BEGIN EXERCISE DATA

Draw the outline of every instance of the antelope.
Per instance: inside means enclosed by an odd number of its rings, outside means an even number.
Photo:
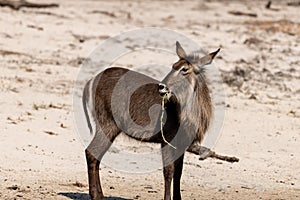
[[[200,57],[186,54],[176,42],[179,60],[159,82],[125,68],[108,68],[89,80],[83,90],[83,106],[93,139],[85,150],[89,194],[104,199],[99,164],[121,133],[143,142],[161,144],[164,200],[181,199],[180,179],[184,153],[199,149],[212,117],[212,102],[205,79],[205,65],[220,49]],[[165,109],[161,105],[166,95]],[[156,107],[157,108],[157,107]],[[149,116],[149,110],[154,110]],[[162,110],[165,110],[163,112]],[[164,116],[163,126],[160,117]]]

END EXERCISE DATA
BEGIN EXERCISE DATA

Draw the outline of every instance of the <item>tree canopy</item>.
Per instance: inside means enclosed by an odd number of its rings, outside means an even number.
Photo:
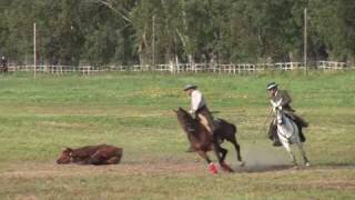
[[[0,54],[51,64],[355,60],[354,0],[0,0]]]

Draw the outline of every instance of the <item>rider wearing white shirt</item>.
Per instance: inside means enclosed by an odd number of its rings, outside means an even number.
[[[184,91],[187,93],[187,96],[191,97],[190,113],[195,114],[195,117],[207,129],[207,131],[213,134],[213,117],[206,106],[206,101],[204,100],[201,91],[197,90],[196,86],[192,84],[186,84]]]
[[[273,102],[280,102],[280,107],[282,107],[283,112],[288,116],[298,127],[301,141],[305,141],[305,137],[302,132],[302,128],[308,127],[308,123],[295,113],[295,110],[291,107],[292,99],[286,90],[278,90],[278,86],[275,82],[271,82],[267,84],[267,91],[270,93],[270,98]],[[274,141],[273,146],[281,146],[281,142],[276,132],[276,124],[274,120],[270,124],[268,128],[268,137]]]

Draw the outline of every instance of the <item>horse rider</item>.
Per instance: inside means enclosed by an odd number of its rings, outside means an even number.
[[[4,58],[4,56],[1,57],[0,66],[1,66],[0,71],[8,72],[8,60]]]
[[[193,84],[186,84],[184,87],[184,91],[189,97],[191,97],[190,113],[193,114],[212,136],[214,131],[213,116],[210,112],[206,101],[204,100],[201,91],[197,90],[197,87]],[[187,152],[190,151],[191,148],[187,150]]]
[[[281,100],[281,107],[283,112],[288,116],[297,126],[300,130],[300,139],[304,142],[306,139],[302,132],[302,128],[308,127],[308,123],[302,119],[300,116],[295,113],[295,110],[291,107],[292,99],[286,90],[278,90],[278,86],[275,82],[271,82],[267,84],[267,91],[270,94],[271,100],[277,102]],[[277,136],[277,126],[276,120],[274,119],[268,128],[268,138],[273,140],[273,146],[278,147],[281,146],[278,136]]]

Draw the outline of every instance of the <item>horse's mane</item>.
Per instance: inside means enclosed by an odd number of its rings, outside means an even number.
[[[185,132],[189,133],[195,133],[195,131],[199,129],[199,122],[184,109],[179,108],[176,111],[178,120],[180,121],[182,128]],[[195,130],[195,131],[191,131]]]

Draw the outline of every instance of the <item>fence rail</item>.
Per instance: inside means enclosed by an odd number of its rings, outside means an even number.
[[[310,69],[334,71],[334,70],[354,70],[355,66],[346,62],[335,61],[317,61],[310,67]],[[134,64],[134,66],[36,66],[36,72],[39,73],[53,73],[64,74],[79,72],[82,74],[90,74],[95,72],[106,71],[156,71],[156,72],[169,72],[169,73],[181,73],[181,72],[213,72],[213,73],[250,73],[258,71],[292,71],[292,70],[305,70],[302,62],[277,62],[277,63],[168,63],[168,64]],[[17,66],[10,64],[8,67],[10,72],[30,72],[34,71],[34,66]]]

END EXERCISE DATA
BEGIN EXERCISE DATA

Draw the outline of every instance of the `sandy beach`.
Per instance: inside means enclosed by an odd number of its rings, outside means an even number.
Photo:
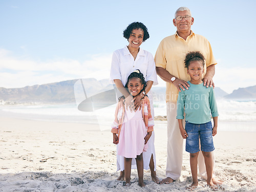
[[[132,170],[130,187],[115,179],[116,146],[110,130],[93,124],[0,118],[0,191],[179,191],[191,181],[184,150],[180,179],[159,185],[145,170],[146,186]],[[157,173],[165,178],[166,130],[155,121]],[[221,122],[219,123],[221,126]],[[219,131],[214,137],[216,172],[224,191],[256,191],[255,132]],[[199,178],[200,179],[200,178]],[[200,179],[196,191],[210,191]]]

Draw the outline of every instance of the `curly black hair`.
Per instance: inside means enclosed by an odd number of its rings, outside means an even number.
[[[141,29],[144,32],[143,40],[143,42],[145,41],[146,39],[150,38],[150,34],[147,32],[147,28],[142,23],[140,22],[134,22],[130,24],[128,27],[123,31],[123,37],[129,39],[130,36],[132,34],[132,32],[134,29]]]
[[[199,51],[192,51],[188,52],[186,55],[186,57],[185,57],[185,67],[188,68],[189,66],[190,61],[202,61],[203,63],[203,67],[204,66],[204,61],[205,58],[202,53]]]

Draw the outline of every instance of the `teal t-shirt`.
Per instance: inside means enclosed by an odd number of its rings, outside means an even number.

END EXERCISE DATA

§ SET PROBLEM: Rewrite the items from the line with "Draw the outline of every instance of the <item>tree" to the line with "[[[0,54],[51,64],[355,60],[354,0],[0,0]]]", including the requests, and offset every coordinate in the answers by adding 81 to it. Leave the pictures out.

§ ANSWER TO THIS PROBLEM:
Draw the outline of every instance of the <item>tree canopy</item>.
Per instance: inside means enclosed by an odd number of its rings, outside means an even number.
Photo:
[[[81,135],[132,145],[436,141],[435,81],[81,81]]]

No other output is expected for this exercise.